* What is needed:
Copy each entry as written.

##### Data for processing

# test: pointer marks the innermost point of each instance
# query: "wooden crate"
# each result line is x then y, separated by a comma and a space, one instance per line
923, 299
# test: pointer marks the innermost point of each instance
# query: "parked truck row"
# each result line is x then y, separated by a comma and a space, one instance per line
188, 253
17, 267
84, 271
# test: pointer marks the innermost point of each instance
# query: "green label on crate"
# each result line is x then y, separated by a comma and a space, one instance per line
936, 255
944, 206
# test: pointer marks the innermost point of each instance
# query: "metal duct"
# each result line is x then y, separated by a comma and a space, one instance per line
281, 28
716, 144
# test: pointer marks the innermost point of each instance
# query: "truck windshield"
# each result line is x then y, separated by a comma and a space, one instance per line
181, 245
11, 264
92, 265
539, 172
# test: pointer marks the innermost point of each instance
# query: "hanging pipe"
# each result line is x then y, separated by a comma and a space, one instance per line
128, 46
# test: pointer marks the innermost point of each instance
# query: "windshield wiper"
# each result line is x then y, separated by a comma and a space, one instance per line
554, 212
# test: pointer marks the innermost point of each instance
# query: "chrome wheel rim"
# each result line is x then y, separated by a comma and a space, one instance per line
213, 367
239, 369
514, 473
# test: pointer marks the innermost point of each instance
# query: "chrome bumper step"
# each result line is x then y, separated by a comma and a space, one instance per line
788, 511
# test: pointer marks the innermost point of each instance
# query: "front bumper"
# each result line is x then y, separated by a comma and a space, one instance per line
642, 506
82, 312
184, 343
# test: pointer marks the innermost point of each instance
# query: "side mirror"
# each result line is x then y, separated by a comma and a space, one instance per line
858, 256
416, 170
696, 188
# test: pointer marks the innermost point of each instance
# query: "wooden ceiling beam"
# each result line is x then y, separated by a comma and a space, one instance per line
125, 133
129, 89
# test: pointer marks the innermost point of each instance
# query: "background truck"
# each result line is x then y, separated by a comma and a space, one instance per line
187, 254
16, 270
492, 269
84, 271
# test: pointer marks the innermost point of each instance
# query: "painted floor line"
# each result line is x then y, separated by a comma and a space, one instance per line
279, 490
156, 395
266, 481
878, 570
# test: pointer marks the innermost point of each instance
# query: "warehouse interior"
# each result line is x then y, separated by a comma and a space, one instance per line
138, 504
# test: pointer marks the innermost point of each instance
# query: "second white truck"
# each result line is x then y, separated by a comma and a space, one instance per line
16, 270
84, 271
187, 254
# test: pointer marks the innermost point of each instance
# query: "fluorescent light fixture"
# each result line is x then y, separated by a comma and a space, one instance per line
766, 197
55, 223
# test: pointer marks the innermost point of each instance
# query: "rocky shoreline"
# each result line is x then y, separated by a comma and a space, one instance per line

##########

* Task answer:
# test: pointer marks the innermost point of each instance
# query: "wooden crate"
# each result line is x then y, separated by a comma and a space, one instance per line
923, 299
# test: pointer marks the innermost point of each instance
# query: "parked truck row"
# each result line is x then y, separated by a comma and a space, one instance per line
188, 253
17, 267
84, 271
# test: pointer marks the innermost point of each instance
# query: "green label on crate"
# each result line is x then y, separated by a comma and a space, one instance per line
936, 255
944, 206
# test: pointer marks the innermost point of each instance
# query: "metal duct"
# each result line is x then y, separated by a comma and a space, one instance per line
281, 28
716, 144
# test: pointer marks the innermost point of each instance
# query: "truck windshield"
# each result line is x then y, separated by a comma and a space, one instance per line
181, 245
11, 264
92, 265
539, 172
# test: pointer marks the innermost point of each instance
# query: "hanging pipe"
# each result line is x then y, separated by a comma and a space, one instance per line
128, 46
# test: pointer marks the innermost point of each instance
# query: "windshield wiper"
# each result line is x then y, separated by a comma and a space, one instance per line
554, 212
# test: pointer marks the innermost point of each instance
# query: "chrome wheel rim"
# each result line is x then y, separated by a comma and a space, one instance per line
213, 367
239, 369
514, 473
# test: pointer marks the innermost point of each instance
# query: "chrome bumper step"
# each result line is x then y, separated by a comma and a space, one instance per line
788, 511
# test: pointer marks the innermost point of each instance
# query: "front bumper"
# each result line is x then y, separated by a comma and a space, one instance per line
642, 506
82, 312
184, 343
# test: pointer marks the innermost point of each instance
# query: "side mirror"
# each result line is x then y, separated by a comma and a space, one instance per line
858, 256
416, 170
696, 188
# test: pointer marks the innermost point of each instance
# query: "wooden ceiling beam"
# each result line is x then y, separated by a comma and a space, one instance per line
125, 133
129, 89
# test: pointer marks the innermost point of each instance
# query: "background truck"
# each result line is x then y, separated by a comma and a space, one instance per line
187, 254
16, 270
492, 269
84, 271
# test: pointer marks the innermost point of each instance
# query: "painted floor line"
# each result line is x then y, separated by a comma and a space, one instance per line
279, 490
156, 395
266, 481
878, 570
# test: pointer marks the innermost point of each instance
# query: "warehouse interior"
# each result line is x then y, separated by a comma and a space, one instance per line
138, 504
# test: pointer marks the innermost point of each instance
# query: "second white truck"
# each result line is x then y, separated by a comma and a space, one instance per line
16, 270
84, 271
187, 254
# test: pointer marks the innermost point of each instance
# query: "fluorescent light fixture"
# each result line is x then y, separated by a comma and a space, one instance per line
766, 197
55, 223
# test: pointer marks the innermost point of each instance
# query: "rocky shoreline"
# each result line is x then y, separated by a comma and a space, one instance per line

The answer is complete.